Committee members 2024: Jean-Daniel Fekete (co-chair), Alexander Lex (co-chair), Helwig Hauser, Ingrid Hotz, David Laidlaw, Torsten Möller, Michael Papka, Danielle Szafir, Yingcai Wu.
Committee members 2023: Steven Drucker (chair), Jean-Daniel Fekete, Ingrid Hotz, David Laidlaw, Alexander Lex, Torsten Möller, Michael Papka, Hendrik Strobelt, Shigeo Takahashi.
Committee members 2022: Steven Drucker (chair), Ingrid Hotz, David Laidlaw, Heike Leitte, Torsten Möller, Carlos Scheidegger, Hendrik Strobelt, Shigeo Takahashi, Penny Rheingans.
Committee members 2021: Alex Endert (chair), Steven Drucker (next chair), Issei Fujishiro, Christoph Garth, Heidi Lam, Heike Leitte, Carlos Scheidegger, Hendrik Strobelt, Penny Rheingans.

Last edited: 2024-10-16.

Executive Summary

Overall, the area model appears to be successful.
There is substantial growth in the Application area and we hence recommend to take action to address the load for APCs of the application area.
Acceptance rates have declined this year, caused by lower first-round acceptance rates and more than usual second-round rejects (some of which are likely one-time effects).
Variability of acceptance rates between areas is substantial.

Otherwise, our analysis suggests that submissions are relatively balanced across areas, keywords are (with a small exception) well distributed, and the unified PC appears to provide broad and overlapping coverage.

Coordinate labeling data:
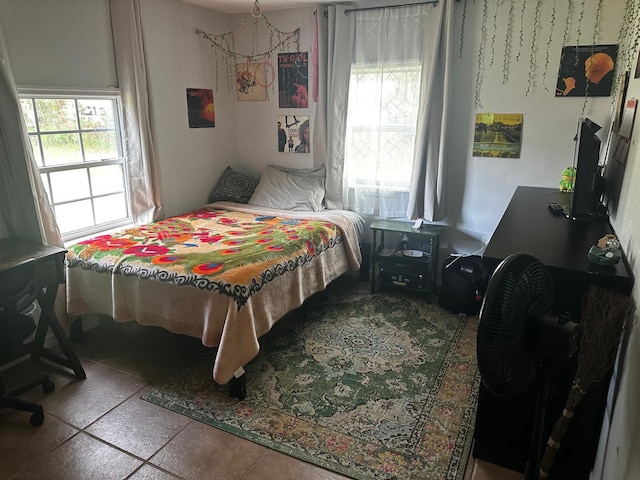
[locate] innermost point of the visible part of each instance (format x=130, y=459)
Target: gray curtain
x=25, y=211
x=337, y=33
x=142, y=165
x=426, y=194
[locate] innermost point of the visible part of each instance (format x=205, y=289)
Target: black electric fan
x=519, y=340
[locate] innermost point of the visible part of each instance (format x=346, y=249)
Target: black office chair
x=17, y=293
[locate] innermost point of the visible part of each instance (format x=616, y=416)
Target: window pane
x=100, y=145
x=56, y=114
x=61, y=148
x=74, y=216
x=107, y=179
x=27, y=112
x=36, y=149
x=45, y=181
x=110, y=208
x=70, y=185
x=95, y=114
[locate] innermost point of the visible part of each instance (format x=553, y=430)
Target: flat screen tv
x=589, y=184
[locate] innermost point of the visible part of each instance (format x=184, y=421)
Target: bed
x=224, y=273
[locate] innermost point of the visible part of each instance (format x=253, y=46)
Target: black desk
x=504, y=425
x=49, y=274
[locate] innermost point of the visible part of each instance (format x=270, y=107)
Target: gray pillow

→ WRITTEN TASK: Could you continue the area model summary from the point where it ends?

→ RESPONSE:
Recommendations

The main issue that needs addressing for 2025 is the increasing size of the Applications area. The goal of area size is to be approximately 100 submissions, with a lower bound of 50 and an upper bound of 150. After several years of gradual growth, (2021: 100; 2023: 123), the application area has grown to 154 papers in 2024. The Systems & Rendering area is slightly above the lower bound with 51 papers, as is the Data Transformations area with 53 papers.

We see three possible remedies for this uneven workload:

Option 1: Area Split

The most obvious choice would be to split the areas that have grown too large. While this would be sensible for areas with a “natural” fault line, like Theoretical and Empirical, it seems more fraught for Applications. It is unclear how a sensible split of Applications could be executed that is not confusing to authors. One possibility would be to split by application domain (e.g., Applications in AI/ML and all other Applications), but this would lead to ambiguity for a number of papers.

Option 2: Additional APCs for Large Areas

The main motivation for keeping areas to similar sizes is to manage workload for APCs. An alternative approach to a split would be to add additional APCs for large areas (e.g., a third APC for applications). While it would reduce workload slightly, there are several downsides to this approach:

It would necessitate recruiting another senior researcher as an APC, and recruiting tends to be difficult.
It would grow the overall size of the APC while the number of papers is not growing substantially (it is still lower than in the outlier year 2020).
It might make decision-making more complicated.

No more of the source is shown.